=== WORK REQUEST ===
Beginning at the line that holds "According to the caption, the white wine", restate each line exactly through the final line of the records. Include both of those lines.

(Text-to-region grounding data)

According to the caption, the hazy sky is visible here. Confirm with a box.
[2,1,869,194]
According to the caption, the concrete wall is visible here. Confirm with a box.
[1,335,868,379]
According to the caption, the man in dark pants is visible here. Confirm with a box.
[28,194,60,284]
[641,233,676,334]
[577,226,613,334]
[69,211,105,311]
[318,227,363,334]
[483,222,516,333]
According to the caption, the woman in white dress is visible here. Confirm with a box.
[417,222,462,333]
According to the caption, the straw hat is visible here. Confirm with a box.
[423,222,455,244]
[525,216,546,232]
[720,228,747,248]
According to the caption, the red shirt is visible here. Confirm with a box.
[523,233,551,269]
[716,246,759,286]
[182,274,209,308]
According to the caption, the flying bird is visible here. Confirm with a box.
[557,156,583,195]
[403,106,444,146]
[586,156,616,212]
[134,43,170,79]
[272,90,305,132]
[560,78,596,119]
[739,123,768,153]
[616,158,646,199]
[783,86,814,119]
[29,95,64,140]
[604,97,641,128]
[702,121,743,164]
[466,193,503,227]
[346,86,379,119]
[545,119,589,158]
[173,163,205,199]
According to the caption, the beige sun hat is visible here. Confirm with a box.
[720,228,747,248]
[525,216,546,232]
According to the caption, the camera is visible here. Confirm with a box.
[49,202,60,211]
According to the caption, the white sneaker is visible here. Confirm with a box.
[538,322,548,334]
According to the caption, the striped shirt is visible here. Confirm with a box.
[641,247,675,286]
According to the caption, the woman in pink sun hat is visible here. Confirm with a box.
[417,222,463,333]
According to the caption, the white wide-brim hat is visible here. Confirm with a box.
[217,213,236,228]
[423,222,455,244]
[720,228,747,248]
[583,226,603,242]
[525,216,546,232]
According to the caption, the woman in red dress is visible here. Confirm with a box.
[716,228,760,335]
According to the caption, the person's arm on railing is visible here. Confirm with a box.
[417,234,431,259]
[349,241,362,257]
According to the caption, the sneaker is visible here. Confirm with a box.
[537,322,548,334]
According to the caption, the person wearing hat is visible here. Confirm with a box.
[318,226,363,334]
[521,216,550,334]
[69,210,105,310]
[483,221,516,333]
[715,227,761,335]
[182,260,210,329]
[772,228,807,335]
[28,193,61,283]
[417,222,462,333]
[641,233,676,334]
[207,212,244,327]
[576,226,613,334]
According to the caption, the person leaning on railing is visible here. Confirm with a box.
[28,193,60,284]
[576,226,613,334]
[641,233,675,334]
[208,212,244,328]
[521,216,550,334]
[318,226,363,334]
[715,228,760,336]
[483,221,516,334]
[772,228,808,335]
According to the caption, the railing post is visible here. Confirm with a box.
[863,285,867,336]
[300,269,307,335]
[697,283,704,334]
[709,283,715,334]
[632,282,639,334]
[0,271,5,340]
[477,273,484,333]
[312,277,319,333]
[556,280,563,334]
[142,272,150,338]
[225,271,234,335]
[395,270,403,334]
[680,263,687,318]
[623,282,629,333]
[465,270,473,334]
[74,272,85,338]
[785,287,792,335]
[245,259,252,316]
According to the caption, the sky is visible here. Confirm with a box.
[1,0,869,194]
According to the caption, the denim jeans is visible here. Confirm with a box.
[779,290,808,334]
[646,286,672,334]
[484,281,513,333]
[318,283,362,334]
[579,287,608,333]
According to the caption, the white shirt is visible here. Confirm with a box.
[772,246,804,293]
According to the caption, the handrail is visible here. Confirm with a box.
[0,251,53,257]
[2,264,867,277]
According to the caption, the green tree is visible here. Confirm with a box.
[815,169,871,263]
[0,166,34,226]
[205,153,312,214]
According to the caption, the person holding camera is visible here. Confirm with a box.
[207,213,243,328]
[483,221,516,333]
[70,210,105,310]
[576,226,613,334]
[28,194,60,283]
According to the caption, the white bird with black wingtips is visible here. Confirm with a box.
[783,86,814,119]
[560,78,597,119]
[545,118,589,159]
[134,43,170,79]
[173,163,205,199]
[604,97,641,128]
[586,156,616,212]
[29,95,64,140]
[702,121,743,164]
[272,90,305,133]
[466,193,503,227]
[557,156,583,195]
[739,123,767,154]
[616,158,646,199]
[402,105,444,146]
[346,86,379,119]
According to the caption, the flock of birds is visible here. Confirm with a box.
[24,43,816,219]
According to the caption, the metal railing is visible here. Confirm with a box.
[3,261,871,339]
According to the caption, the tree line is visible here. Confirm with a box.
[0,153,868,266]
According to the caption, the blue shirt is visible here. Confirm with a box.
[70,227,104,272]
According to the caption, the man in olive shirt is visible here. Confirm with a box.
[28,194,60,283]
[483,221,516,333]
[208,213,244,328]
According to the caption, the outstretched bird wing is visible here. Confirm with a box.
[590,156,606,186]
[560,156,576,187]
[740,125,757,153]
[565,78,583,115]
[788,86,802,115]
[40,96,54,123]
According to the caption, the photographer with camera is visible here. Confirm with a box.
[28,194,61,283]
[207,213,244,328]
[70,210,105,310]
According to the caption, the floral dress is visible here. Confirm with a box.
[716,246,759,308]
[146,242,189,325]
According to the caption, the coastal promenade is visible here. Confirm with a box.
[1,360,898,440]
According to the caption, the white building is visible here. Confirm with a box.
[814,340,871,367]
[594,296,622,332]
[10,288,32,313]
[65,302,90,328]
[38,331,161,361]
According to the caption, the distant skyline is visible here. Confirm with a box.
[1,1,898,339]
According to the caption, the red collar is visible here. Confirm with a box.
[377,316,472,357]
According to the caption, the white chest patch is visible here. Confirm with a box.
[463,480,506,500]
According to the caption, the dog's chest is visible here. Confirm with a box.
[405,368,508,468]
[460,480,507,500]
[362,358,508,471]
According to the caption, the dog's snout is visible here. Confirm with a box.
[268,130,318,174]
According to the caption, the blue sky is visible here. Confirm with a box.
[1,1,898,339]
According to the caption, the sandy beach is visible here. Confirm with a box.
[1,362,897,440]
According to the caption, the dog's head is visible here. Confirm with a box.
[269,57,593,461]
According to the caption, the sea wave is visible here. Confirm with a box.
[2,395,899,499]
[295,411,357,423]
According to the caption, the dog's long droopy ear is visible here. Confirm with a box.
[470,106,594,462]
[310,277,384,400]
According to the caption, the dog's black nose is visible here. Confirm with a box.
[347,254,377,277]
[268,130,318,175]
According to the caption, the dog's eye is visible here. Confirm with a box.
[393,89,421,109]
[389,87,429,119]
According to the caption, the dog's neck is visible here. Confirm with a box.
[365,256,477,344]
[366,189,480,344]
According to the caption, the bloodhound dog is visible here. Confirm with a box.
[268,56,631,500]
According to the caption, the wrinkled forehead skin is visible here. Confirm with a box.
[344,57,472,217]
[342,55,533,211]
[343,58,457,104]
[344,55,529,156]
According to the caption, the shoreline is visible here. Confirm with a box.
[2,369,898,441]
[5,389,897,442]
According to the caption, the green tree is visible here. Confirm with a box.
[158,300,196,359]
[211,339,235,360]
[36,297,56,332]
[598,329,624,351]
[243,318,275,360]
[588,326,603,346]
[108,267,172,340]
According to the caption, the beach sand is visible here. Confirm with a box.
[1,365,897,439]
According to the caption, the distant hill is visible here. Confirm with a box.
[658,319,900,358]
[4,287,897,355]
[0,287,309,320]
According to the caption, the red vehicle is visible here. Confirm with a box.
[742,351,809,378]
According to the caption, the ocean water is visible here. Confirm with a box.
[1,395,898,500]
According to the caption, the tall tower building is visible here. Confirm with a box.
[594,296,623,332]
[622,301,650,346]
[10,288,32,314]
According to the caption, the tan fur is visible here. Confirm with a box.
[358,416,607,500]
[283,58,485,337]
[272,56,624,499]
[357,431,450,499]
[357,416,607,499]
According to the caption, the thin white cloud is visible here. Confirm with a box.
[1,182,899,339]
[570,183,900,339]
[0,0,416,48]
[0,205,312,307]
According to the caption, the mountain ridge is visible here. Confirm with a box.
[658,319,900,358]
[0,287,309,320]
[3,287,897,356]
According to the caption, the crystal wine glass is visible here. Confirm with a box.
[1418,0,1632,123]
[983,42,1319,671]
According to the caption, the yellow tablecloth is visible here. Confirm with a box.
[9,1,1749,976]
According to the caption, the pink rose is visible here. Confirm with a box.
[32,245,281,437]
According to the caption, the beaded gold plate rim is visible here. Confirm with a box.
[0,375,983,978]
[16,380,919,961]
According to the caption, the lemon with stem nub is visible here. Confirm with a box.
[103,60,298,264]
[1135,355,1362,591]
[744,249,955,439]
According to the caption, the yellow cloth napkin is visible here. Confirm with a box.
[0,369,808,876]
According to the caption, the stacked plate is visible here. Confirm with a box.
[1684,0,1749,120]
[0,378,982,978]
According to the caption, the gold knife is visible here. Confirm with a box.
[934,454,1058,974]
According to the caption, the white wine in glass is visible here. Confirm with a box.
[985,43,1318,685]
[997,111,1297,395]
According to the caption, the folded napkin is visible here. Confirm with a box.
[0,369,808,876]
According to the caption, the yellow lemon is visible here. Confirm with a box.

=== ANSWER SPACE ===
According to the caption, the white wine in glass is visible here. Confirm with a box.
[985,43,1318,685]
[997,111,1297,395]
According to the caption, the folded napkin is visible here. Confirm with a box.
[0,369,808,876]
According to the caption, the yellow lemon is visible here. Confirm with a box.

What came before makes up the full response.